[Part of a data file]
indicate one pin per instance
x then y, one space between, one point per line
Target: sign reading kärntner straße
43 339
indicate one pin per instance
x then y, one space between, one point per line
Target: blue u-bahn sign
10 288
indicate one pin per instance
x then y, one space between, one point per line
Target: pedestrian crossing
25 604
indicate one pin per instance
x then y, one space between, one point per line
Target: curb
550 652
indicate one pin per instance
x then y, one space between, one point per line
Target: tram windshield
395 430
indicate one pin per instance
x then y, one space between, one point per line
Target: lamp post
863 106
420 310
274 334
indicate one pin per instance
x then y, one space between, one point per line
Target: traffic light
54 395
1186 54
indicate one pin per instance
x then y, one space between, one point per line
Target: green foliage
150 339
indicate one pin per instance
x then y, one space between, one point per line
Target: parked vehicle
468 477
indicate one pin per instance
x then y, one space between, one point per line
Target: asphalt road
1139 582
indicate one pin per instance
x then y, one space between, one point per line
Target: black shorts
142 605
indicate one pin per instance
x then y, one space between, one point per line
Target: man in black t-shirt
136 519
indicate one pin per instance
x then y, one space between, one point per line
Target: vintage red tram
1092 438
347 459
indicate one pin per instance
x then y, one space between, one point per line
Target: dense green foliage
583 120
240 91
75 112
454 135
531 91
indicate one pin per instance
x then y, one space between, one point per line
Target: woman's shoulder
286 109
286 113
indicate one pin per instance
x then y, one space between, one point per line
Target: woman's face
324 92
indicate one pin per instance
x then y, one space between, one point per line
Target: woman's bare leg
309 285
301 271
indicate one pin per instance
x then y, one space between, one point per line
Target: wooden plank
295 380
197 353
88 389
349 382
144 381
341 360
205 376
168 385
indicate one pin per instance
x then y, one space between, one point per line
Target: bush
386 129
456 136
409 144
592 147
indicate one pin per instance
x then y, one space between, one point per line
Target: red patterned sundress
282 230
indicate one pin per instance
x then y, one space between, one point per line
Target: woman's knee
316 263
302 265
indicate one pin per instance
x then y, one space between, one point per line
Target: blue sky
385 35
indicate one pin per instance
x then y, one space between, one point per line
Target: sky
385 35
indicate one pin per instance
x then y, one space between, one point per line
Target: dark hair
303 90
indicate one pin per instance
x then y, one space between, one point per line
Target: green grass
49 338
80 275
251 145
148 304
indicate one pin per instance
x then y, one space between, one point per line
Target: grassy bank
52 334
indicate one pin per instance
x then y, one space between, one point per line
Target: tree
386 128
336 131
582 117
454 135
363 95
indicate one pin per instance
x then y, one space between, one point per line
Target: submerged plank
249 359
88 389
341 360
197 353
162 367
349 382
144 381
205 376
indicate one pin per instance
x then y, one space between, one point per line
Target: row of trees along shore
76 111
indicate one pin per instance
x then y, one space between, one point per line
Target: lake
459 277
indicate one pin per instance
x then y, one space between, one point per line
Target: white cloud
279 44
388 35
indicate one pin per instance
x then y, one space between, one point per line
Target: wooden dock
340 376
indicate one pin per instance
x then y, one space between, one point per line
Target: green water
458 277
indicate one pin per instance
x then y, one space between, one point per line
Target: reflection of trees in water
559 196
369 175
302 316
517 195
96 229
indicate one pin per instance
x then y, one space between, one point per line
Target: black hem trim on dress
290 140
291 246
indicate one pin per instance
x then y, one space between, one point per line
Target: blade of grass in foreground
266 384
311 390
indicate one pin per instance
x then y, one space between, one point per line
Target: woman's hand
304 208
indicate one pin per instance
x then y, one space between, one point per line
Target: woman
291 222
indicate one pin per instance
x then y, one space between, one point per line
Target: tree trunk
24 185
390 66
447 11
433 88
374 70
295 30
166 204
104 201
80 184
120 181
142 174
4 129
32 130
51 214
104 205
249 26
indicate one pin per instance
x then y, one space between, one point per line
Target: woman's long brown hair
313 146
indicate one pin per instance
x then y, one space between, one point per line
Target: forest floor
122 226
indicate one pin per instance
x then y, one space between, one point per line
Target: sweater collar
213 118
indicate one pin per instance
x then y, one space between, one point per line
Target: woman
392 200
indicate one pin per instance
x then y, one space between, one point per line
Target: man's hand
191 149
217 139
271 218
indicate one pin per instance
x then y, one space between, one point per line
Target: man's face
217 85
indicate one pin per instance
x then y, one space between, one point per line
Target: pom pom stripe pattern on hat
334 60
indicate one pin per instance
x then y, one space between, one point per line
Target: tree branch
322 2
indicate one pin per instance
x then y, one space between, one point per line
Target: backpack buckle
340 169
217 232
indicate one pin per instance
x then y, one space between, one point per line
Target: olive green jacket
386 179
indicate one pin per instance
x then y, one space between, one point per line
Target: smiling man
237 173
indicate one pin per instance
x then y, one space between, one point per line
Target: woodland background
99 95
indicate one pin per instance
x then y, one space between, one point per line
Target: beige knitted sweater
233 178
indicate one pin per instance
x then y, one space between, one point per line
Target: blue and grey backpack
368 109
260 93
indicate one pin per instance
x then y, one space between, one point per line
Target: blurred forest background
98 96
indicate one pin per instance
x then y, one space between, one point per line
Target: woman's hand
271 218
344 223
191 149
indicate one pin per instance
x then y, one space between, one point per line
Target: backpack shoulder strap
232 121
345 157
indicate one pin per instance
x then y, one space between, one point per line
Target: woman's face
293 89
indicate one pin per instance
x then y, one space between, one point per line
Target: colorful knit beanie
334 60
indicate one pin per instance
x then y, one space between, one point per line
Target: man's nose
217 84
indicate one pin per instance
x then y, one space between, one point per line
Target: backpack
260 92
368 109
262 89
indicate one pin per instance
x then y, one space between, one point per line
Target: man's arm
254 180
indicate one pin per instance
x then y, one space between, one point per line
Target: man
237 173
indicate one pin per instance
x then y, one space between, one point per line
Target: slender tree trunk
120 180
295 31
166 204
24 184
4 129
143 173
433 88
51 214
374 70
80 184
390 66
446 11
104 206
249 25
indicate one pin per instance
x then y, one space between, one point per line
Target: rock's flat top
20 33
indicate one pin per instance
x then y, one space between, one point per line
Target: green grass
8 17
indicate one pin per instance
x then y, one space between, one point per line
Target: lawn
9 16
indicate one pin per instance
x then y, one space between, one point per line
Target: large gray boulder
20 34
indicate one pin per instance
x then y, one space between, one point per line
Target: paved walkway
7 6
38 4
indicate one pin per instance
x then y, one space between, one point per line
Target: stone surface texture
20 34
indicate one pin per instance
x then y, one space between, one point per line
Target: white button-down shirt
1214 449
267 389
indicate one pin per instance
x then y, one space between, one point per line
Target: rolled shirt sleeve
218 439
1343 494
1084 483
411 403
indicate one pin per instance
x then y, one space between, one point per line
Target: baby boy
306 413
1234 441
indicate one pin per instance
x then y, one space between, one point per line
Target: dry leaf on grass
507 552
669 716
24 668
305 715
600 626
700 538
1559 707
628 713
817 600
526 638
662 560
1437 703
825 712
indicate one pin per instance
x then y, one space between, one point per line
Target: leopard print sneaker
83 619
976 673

What the task requires:
Transcribe the records above exactly as they appear.

Task output:
indicate one pin per instance
x then y, one space between, one point per line
Target: sign reading kärntner straße
43 339
indicate one pin per instance
x then y, one space between, one point per line
Target: blue u-bahn sign
10 288
indicate one pin per instance
x then y, one space between, one point per line
Target: pedestrian crossing
25 604
indicate one pin per instance
x then y, one space between, one point per line
Target: curb
550 652
indicate one pin per instance
x then y, one space between, one point per line
Target: tram windshield
395 430
indicate one pin per instance
x then y, one space between, one point per line
Target: lamp post
863 106
420 310
274 334
indicate one pin per instance
x then y, one space between, one point per line
Target: traffic light
54 395
1186 54
indicate one pin per instance
x then y, one space between, one point per line
Target: green foliage
150 339
indicate one pin per instance
x then y, one space between, one point per line
Target: parked vehicle
468 477
indicate one pin per instance
x then y, one space between, one point per line
Target: asphalt road
1139 582
indicate one pin per instance
x then y, one space between, one point per line
Target: black shorts
142 605
indicate one pin per instance
x then y, one space between, one point per line
Target: man in black t-shirt
136 519
indicate one pin per instance
x then y, one space between, one point per line
Target: vintage red tram
1092 438
347 459
indicate one pin per instance
x then y, one space between, one point per line
Target: dense green foliage
583 120
240 91
75 112
454 135
531 91
indicate one pin per instance
x then y, one space between, one point per line
Target: woman's shoulder
286 109
286 113
indicate one pin per instance
x then y, one space between, one point per line
Target: woman's face
324 92
indicate one pin per instance
x then y, one space between, one point per line
Target: woman's bare leg
309 285
301 271
indicate one pin per instance
x then y, one space between, one point per line
Target: wooden plank
295 380
197 353
88 389
349 382
144 381
341 360
205 376
168 385
indicate one pin per instance
x then y, one space between, one point per line
Target: bush
386 129
456 136
409 144
592 147
indicate one pin per instance
x then y, one space between, one point per line
Target: red patterned sundress
282 230
indicate one pin per instance
x then y, one space between, one point per line
Target: woman's knee
316 263
302 265
indicate one pin per instance
x then y, one space between, one point per line
Target: blue sky
385 35
indicate one pin per instance
x then y, one space between, one point per line
Target: sky
385 35
indicate one pin per instance
x then y, one space between, one point per line
Target: dark hair
303 90
indicate one pin per instance
x then y, one space between, one point per line
Target: green grass
49 338
80 275
251 145
148 304
indicate one pin per instance
x then y, one space between, one point per line
Target: grassy bank
52 334
indicate one pin per instance
x then y, one space between, one point per line
Target: tree
386 128
336 131
582 117
454 135
363 95
indicate one pin per instance
x then y, one space between, one point per line
Target: submerged plank
249 359
88 389
341 360
197 353
162 367
349 382
144 381
205 376
indicate one pin per instance
x then y, one space between, one point per line
Target: row of trees along shore
76 111
indicate one pin per instance
x then y, one space between, one point per line
Target: lake
459 277
indicate one pin per instance
x then y, one space between, one point per line
Target: white cloud
279 44
388 35
indicate one pin per instance
x then y, one space between, one point per line
Target: wooden dock
340 376
indicate one pin per instance
x then y, one space between, one point per line
Target: green water
458 277
indicate one pin per instance
x then y, one space between, one point per line
Target: reflection of trees in water
559 196
369 175
302 316
517 195
96 229
indicate one pin per instance
x then y, one space between, one point per line
Target: black hem trim on dress
290 140
291 246
indicate one pin per instance
x then y, one space between, one point per line
Target: blade of grass in foreground
266 384
311 390
indicate one pin per instance
x then y, one space between, one point per line
Target: woman's hand
304 208
indicate one pin per instance
x then y, one space between, one point per line
Target: woman
291 222
indicate one pin per instance
x then y, one space between, one point per line
Target: tree trunk
24 185
390 66
447 11
433 88
374 70
295 30
166 204
104 201
80 184
120 181
142 174
4 129
32 130
51 214
104 205
249 26
indicate one pin per instance
x then y, one space between, one point per line
Target: woman's long brown hair
313 146
indicate one pin per instance
x then y, one space between, one point per line
Target: forest floor
122 226
indicate one pin per instance
x then y, one space between, one point per line
Target: sweater collar
213 118
indicate one pin per instance
x then y, one space between, one point per line
Target: woman
392 200
indicate one pin per instance
x then y, one space between, one point per line
Target: man's hand
191 149
217 139
271 218
indicate one pin per instance
x then y, one space between, one point per line
Target: man's face
217 85
indicate one pin per instance
x then y, one space between, one point per line
Target: pom pom stripe pattern on hat
334 60
indicate one pin per instance
x then y, one space between, one point per line
Target: tree branch
322 2
indicate one pin per instance
x then y, one space between, one point per line
Target: backpack buckle
340 169
217 232
indicate one pin per instance
x then y, one space between, one point per line
Target: olive green jacket
386 179
indicate one pin per instance
x then y, one space between, one point per line
Target: smiling man
237 173
indicate one pin per instance
x then y, one space between, one point per line
Target: woodland background
99 95
indicate one pin per instance
x then y, one space between, one point per line
Target: beige knitted sweater
233 178
indicate one pin per instance
x then y, one space between, one point per line
Target: blue and grey backpack
368 109
260 93
indicate one pin per instance
x then y, one space between, one point per line
Target: blurred forest background
98 96
indicate one pin per instance
x then y, one space between, one point per line
Target: woman's hand
271 218
344 223
191 149
indicate one pin per instance
x then y, one space between, one point per line
Target: backpack shoulder strap
232 121
345 157
indicate one pin per instance
x then y, one space between, one point per line
Target: woman's face
293 89
indicate one pin per instance
x then y, one space between, one point per line
Target: colorful knit beanie
334 60
indicate one pin per instance
x then y, one space between, one point per line
Target: man's nose
217 84
indicate one pin per instance
x then y, one space between, one point per line
Target: backpack
260 92
368 109
262 89
indicate one pin per instance
x then y, one space between, one point per line
Target: man's arm
254 180
indicate one pin per instance
x then y, one space between, one point per line
Target: man
237 173
indicate one pin per instance
x then y, one space between, one point per line
Target: slender tree trunk
120 180
295 31
166 204
24 184
4 129
143 173
433 88
51 214
374 70
80 184
390 66
446 11
104 206
249 25
indicate one pin per instance
x then y, one space between, one point per line
Target: rock's flat top
20 33
indicate one pin per instance
x then y, one space between, one point per line
Target: green grass
8 17
indicate one pin per instance
x then y, one space between, one point per line
Target: lawn
9 16
indicate one pin per instance
x then y, one space between, one point per line
Target: large gray boulder
20 34
indicate one pin per instance
x then y, one space between, one point per line
Target: paved walkway
7 6
38 4
indicate one pin per instance
x then y, one space between, one point per line
Target: stone surface texture
20 34
indicate one pin per instance
x then y, one space between, one point per line
Target: white button-down shirt
1214 449
267 389
indicate one pin per instance
x then y, one space between, one point per line
Target: rolled shirt sleeve
218 439
1343 494
1084 483
411 403
indicate one pin per instance
x then y, one space between, one point per line
Target: baby boy
306 413
1234 441
indicate one pin per instance
x then y, one space between, one point per line
Target: dry leaf on grass
507 552
669 716
24 668
305 715
600 626
700 538
1559 707
628 713
817 600
526 638
662 560
1437 703
825 712
indicate one pin per instance
x then y, one space between, one point per line
Target: leopard print sneaker
83 619
976 673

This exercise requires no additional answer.